- **PROBLEM 1**:
Answer these questions using the post on software agents, each answer on its own line marked like its question:
(a) How many years ago was the writer a graduate student?
(b) According to note (2), what do LLMs not magically do?
(c) What kind of startup did VCs ask the writer for an opinion on?
- **PROBLEM 2**:
The main body of the post on software agents contains the note marks (1), (2) and (3). For each mark, list the single word that comes directly before it.
- **PROBLEM 3**:
Reproduce the part of the post on software agents between "By the way companies" and "that it's hard!", inclusive.

- **SELECTED EXCERPT**:
• • • • • • •
Software "agents" were a hype-y topic when I was a graduate student 25 years ago. I wrote one for a class. I feel like what's being called "agents" or "AI agents" these days are even less capable than what seemed possible a quarter of a century (1) ago when I was in school.

What I thought then is still true today: to make something like a software agent legitimately useful for a lot of people would require a large amount of low-level grunt work and non-technical work (2) of the sort that the typical Silicon Valley company is unwilling to do. (3) The technology is the absolute easiest part of this task. Throwing a Bigger Computer at the problem leaves all those other pieces of work undone. It's like putting a bigger engine in a car with no wheels, hoping that'll make the car go.

By the way companies and VCs, I'm available for contract work and have done due diligence research before if you ever want to stop wasting everyone's time and money!



(1) Which we've been told repeatedly is essentially infinite time in the tech world.
(2) Establishing semantic data standards and convincing a large enough number of people to implement them being an important component. LLMs do not magically develop protocols and solve all the ETL-style problems of translating among different ones. The Semantic Web didn't really stick for a lot of reasons, but one reason is that it's hard!
(3) Back when I was still in the startup world I was asked several times by VCs to tell them what I thought about some new startup that claimed to be able to magically clean and fuse data. I think they're still very keen on investing in this style of magic, because it requires an intense amount of human labor, but I think where companies landed was invisibilizing low-paid workers in other countries and pretending a computer did the work they did. Which has also been happening for well over a quarter of a century.
• • • • • • •
- **GIVEN INFORMATION**:
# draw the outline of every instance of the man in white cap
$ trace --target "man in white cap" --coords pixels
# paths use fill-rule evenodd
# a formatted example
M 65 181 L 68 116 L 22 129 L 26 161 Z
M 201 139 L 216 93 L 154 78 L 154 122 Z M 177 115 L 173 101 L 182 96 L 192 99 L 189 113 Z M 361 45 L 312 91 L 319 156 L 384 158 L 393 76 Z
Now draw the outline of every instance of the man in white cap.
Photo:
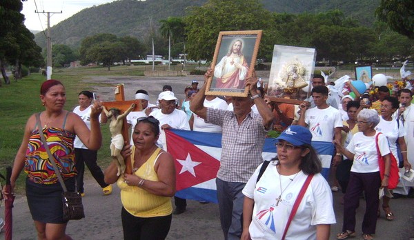
M 187 121 L 187 114 L 181 110 L 175 108 L 175 101 L 177 100 L 171 91 L 162 92 L 158 96 L 159 102 L 159 110 L 154 111 L 150 114 L 159 121 L 159 128 L 161 133 L 157 145 L 162 147 L 162 149 L 167 150 L 167 143 L 166 142 L 166 129 L 180 129 L 190 130 L 190 125 Z M 174 197 L 174 203 L 175 204 L 175 214 L 179 214 L 186 210 L 187 202 L 186 199 Z
M 158 108 L 157 106 L 149 103 L 150 97 L 148 96 L 148 92 L 144 89 L 139 89 L 135 92 L 135 99 L 137 101 L 139 101 L 141 102 L 142 110 L 131 112 L 128 114 L 128 116 L 126 116 L 128 128 L 129 128 L 132 126 L 130 138 L 131 145 L 134 144 L 132 142 L 132 133 L 134 132 L 134 127 L 135 126 L 135 124 L 137 124 L 137 119 L 142 117 L 147 117 L 150 113 L 151 113 L 154 108 Z M 137 102 L 137 104 L 138 104 Z

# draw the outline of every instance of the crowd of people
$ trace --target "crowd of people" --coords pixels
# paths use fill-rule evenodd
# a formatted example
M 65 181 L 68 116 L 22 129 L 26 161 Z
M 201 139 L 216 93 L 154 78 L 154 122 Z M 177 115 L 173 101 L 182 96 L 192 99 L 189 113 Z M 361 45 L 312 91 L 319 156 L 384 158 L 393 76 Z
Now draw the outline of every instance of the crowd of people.
M 65 110 L 63 84 L 43 82 L 40 99 L 45 110 L 28 120 L 11 177 L 13 189 L 21 170 L 28 174 L 26 196 L 38 238 L 70 239 L 62 215 L 62 189 L 41 134 L 70 191 L 85 195 L 85 164 L 104 195 L 110 194 L 117 183 L 125 239 L 164 239 L 172 214 L 186 210 L 186 199 L 175 196 L 175 159 L 168 152 L 164 132 L 178 129 L 222 134 L 215 181 L 225 239 L 328 239 L 331 225 L 337 222 L 332 192 L 339 190 L 344 194 L 344 219 L 337 239 L 356 235 L 355 210 L 363 194 L 362 237 L 373 239 L 381 214 L 379 192 L 388 186 L 391 161 L 398 161 L 402 174 L 414 164 L 413 148 L 408 147 L 414 139 L 412 90 L 400 89 L 391 97 L 387 86 L 379 86 L 374 94 L 367 90 L 336 99 L 324 77 L 314 74 L 310 97 L 295 106 L 270 101 L 266 84 L 254 77 L 241 81 L 247 97 L 206 95 L 206 83 L 213 74 L 210 68 L 206 71 L 199 89 L 193 81 L 181 100 L 170 86 L 164 86 L 155 104 L 150 103 L 148 91 L 138 90 L 135 99 L 141 109 L 132 111 L 132 104 L 124 113 L 107 110 L 88 90 L 79 94 L 79 106 L 72 112 Z M 130 128 L 128 143 L 119 137 L 124 119 Z M 97 157 L 102 141 L 99 125 L 108 121 L 115 160 L 102 171 Z M 277 157 L 264 162 L 263 146 L 271 132 L 278 133 L 273 139 Z M 321 174 L 322 163 L 313 141 L 335 145 L 328 181 Z M 379 154 L 385 161 L 383 174 Z M 124 172 L 119 165 L 127 158 L 132 172 Z M 392 194 L 414 197 L 413 187 L 402 179 Z M 393 221 L 397 216 L 389 197 L 382 197 L 382 208 Z

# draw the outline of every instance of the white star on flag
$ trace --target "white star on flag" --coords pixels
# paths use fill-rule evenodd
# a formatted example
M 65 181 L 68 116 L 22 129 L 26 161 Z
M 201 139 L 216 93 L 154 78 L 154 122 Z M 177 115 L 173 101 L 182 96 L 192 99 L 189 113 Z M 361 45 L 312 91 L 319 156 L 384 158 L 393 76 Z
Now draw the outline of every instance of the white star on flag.
M 200 164 L 201 162 L 191 161 L 191 157 L 190 156 L 190 152 L 188 152 L 188 154 L 187 155 L 186 160 L 177 159 L 177 161 L 178 161 L 178 162 L 181 165 L 183 166 L 181 172 L 179 172 L 180 174 L 186 171 L 188 171 L 188 172 L 191 173 L 193 174 L 193 176 L 195 177 L 195 172 L 194 172 L 194 167 Z

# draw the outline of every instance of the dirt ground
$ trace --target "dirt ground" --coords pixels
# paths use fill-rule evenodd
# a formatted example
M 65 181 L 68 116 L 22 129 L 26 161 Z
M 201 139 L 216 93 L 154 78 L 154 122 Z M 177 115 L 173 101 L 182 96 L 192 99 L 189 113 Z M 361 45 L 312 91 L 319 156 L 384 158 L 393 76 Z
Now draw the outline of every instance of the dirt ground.
M 184 87 L 190 85 L 191 81 L 197 79 L 203 83 L 202 76 L 184 77 L 95 77 L 85 79 L 86 82 L 106 83 L 111 86 L 99 86 L 94 89 L 103 101 L 113 101 L 114 88 L 117 83 L 125 84 L 126 99 L 134 99 L 138 89 L 145 89 L 150 94 L 150 103 L 155 103 L 158 94 L 165 84 L 170 85 L 179 99 L 184 97 Z M 266 81 L 267 79 L 264 78 Z M 100 84 L 99 84 L 100 85 Z M 86 170 L 87 171 L 87 170 Z M 88 174 L 87 174 L 88 176 Z M 89 175 L 90 176 L 90 175 Z M 86 218 L 79 221 L 70 221 L 67 232 L 74 239 L 121 239 L 121 201 L 119 189 L 113 186 L 111 195 L 103 196 L 101 189 L 95 179 L 89 177 L 85 181 L 86 196 L 83 198 Z M 333 193 L 337 224 L 331 226 L 331 239 L 336 239 L 341 232 L 343 205 L 340 203 L 342 194 Z M 361 199 L 360 207 L 357 210 L 357 237 L 361 237 L 361 223 L 364 212 L 365 203 Z M 395 219 L 388 221 L 384 212 L 377 222 L 377 239 L 414 240 L 414 200 L 398 199 L 392 200 L 391 208 Z M 3 208 L 0 216 L 3 217 Z M 24 196 L 17 196 L 13 208 L 13 239 L 36 239 L 36 231 L 28 210 Z M 3 238 L 3 233 L 0 234 Z M 188 201 L 187 211 L 180 215 L 173 215 L 168 239 L 223 239 L 220 228 L 218 206 L 215 203 L 200 204 L 195 201 Z M 300 240 L 300 239 L 299 239 Z

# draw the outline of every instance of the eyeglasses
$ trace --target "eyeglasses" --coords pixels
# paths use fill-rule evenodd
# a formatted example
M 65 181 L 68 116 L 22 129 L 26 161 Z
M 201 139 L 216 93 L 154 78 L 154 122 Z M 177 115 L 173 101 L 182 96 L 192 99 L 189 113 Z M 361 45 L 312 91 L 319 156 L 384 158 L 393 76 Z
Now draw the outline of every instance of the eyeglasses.
M 280 149 L 283 149 L 283 148 L 286 148 L 286 150 L 291 151 L 294 149 L 296 148 L 299 148 L 300 147 L 297 147 L 295 146 L 293 146 L 292 144 L 290 143 L 277 143 L 276 144 L 275 144 L 275 146 L 276 146 L 276 148 L 279 148 Z
M 152 116 L 139 117 L 137 119 L 137 123 L 141 121 L 148 121 L 151 123 L 159 125 L 159 121 L 158 121 L 156 118 L 155 118 Z

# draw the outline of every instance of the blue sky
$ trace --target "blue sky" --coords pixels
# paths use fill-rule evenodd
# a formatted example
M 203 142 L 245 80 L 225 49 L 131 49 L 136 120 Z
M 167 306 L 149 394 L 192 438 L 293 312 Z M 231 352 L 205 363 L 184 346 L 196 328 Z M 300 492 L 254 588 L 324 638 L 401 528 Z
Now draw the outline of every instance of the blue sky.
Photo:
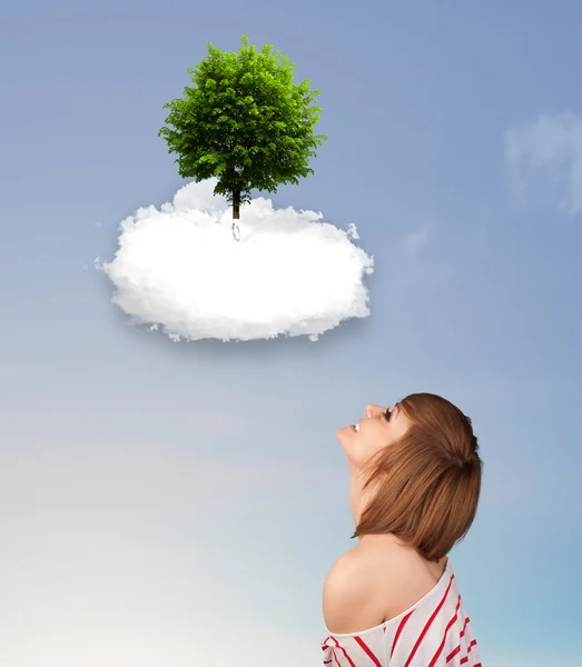
M 318 664 L 323 579 L 353 545 L 334 432 L 434 391 L 485 461 L 451 555 L 483 664 L 581 665 L 581 20 L 523 0 L 4 10 L 0 664 Z M 184 185 L 161 104 L 241 33 L 322 90 L 315 175 L 274 203 L 355 223 L 375 261 L 371 316 L 318 342 L 172 344 L 92 269 Z

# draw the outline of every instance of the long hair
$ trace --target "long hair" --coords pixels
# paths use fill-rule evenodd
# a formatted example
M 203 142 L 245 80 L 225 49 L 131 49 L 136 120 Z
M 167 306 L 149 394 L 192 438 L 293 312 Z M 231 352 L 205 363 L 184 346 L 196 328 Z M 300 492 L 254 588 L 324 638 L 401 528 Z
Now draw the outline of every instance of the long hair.
M 475 518 L 483 464 L 471 419 L 434 394 L 411 394 L 399 408 L 412 425 L 364 466 L 374 489 L 354 537 L 391 532 L 440 560 Z

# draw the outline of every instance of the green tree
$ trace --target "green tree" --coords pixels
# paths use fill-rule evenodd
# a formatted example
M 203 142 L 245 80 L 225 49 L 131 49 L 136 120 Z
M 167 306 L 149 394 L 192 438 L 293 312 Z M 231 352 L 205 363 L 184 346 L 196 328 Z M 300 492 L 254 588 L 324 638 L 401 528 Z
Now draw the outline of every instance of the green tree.
M 272 44 L 257 53 L 246 36 L 240 41 L 238 53 L 208 43 L 207 58 L 188 69 L 196 88 L 164 104 L 172 129 L 158 133 L 178 155 L 183 178 L 218 178 L 214 192 L 227 198 L 234 219 L 251 189 L 276 192 L 314 173 L 309 157 L 327 139 L 313 133 L 322 110 L 309 104 L 319 90 L 309 88 L 309 79 L 295 86 L 295 63 L 280 51 L 273 54 Z

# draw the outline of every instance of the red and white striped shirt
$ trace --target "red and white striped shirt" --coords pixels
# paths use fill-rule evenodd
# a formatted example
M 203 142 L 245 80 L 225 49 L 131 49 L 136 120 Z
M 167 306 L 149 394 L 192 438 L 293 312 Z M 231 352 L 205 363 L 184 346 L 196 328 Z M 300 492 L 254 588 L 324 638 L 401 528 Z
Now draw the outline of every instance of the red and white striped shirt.
M 326 667 L 482 667 L 450 560 L 413 607 L 369 630 L 329 635 L 322 648 Z

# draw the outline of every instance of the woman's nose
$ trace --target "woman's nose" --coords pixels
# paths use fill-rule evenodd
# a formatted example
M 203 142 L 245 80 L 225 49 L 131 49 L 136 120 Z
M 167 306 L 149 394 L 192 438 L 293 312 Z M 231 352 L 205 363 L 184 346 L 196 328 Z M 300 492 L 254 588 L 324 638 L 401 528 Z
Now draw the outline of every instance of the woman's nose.
M 366 417 L 374 417 L 378 412 L 386 411 L 382 406 L 376 406 L 374 404 L 368 404 L 366 406 Z

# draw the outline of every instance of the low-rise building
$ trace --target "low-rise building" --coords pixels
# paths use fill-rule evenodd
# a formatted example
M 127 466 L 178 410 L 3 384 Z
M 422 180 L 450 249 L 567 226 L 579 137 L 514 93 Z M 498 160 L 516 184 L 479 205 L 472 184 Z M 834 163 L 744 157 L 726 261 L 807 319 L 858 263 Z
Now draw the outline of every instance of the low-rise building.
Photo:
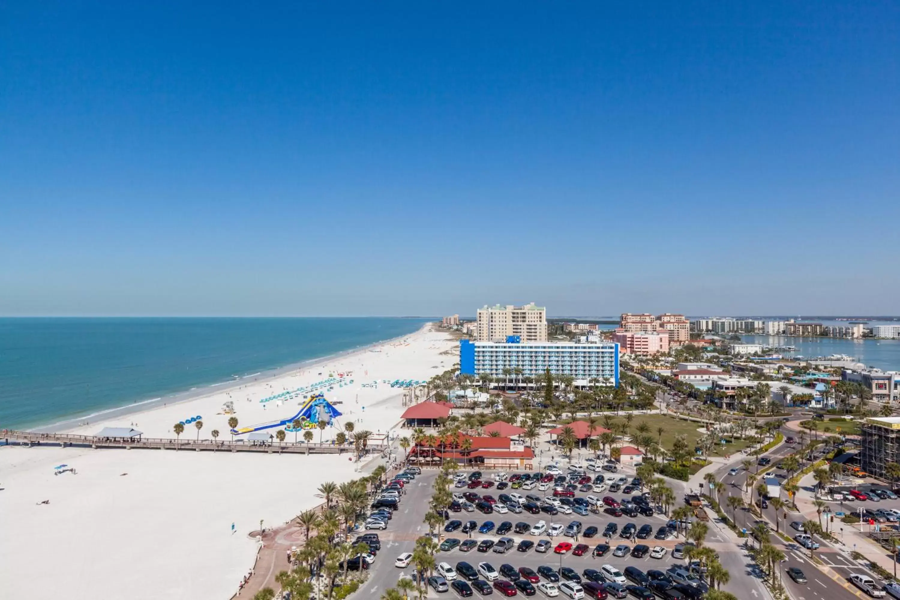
• • • • • • •
- **WRITTEN SOLUTION 1**:
(a) 25 years ago.
(b) They do not magically develop protocols and solve all the ETL-style problems of translating among different ones.
(c) A new startup that claimed to be able to magically clean and fuse data.

- **WRITTEN SOLUTION 2**:
(1) century
(2) work
(3) do.

- **WRITTEN SOLUTION 3**:
By the way companies and VCs, I'm available for contract work and have done due diligence research before if you ever want to stop wasting everyone's time and money!



(1) Which we've been told repeatedly is essentially infinite time in the tech world.
(2) Establishing semantic data standards and convincing a large enough number of people to implement them being an important component. LLMs do not magically develop protocols and solve all the ETL-style problems of translating among different ones. The Semantic Web didn't really stick for a lot of reasons, but one reason is that it's hard!